A Estados Unidos le llevó 205 años acumular su primer trillón de euros de deuda. Hoy día añade un trillón adicional cada 100 días. Todo el oro jamás descubierto desde que el ser humano empezó a excavar la tierra hace ya miles de años cabría, aunque parezca mentira, en un cubo de tan sólo 23 metros de lado. Es difícil encontrarlo e imposible fabricarlo. Sin embargo para pagar toda esa deuda basta con apretar un botón y el dinero se materializa de la nada. Pero no se puede confundir creación de dinero con riqueza. Yo mismo tengo un bonito billete de 100 trillones de dólares de Zimbabue (un 1 seguido de 14 ceros) que me lo recuerda.

Cuando los gobiernos intervienen en la economía a través de la planificación centralizada crean nuevos problemas y, para atajarlos, imponen nuevas regulaciones que generan problemas adicionales en un círculo vicioso sin fin. Así, para intentar atajar las consecuencias de la inflación (la subida de precios) y no la inflación en sí misma (el aumento del dinero y crédito), se imponen controles de precios (alquiler, alimentos, etc.) amparados en el paraguas del populismo.

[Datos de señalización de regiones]
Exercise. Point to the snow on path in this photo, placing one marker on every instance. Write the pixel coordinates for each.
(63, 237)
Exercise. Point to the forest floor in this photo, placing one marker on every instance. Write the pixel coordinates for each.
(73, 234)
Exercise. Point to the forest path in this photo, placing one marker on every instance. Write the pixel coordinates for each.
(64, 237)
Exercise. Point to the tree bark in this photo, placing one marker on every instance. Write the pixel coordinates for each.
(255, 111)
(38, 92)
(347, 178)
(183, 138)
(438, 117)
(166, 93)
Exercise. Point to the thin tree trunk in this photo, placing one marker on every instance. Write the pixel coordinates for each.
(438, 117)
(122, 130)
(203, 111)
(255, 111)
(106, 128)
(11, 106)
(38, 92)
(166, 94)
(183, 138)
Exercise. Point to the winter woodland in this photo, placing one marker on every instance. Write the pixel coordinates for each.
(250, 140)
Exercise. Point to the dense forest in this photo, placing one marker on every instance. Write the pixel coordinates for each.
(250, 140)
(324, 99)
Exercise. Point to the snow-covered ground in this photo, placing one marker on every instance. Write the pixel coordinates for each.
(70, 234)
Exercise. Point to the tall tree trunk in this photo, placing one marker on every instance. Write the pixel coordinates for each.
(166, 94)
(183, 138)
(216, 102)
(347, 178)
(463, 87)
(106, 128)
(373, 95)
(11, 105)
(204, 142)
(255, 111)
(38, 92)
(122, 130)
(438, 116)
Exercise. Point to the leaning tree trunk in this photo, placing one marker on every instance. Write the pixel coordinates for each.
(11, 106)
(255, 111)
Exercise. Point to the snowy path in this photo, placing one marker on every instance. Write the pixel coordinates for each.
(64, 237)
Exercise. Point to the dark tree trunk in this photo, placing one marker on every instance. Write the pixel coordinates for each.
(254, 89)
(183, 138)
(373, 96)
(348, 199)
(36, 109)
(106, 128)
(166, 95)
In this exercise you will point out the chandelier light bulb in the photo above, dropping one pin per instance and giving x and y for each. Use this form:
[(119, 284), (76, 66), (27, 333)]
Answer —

Tareas pendientes ::
1: Según el texto sobre la deuda y el dinero, ¿cuántos años tardó Estados Unidos en acumular su primer trillón de euros de deuda?
2: Retoma el texto sobre la deuda y el dinero y continúalo a partir de su última oración.

Respuestas del ejercicio ::
1: 205 años.

2:
Desafortunadamente los controles, sin excepción, dan lugar a escasez, regulación dañina, favoritismo, corrupción y, eventualmente, subidas aún mayores de precios. Los precios son un indicador generado por el mercado para imputar recursos escasos. La distorsión de las señales del mercado conllevan una imputación inadecuada de recursos planificada por el apparatchik de turno.

Los romanos dispararon las promesas a sus ciudadanos con su panem et circenses e intentaron pagarlas con inflación. El contenido metálico del denario se mantuvo en un 95% durante casi 300 años hasta que los sucesivos emperadores lo redujeron hasta menos del 1%. La consecuente inflación llevó a Diocleciano a emitir su Edicto de Precios Máximos en el año 301, por el que se fijaban los precios de más de 1000 bienes y servicios (bajo pena de muerte por incumplimiento). El Edicto, obviamente, no consiguió lo que pretendía sino todo lo contrario; escasez, violencia, mercado negro, subida aún más desmedida de precios y, eventualmente, caída del Imperio.

Y todo ello a pesar de que Cicerón, en el año 55 A.C. ya había visado de lo que estaba por venir: “El presupuesto debería ser balanceado, la tesorería debería llenarse, la deuda pública debería reducirse, la arrogancia de los oficiales públicos debería ser moderada y controlada. De lo contrario Roma se encontrará en quiebra. La gente debe aprender a trabajar en vez de vivir de asistencia pública”.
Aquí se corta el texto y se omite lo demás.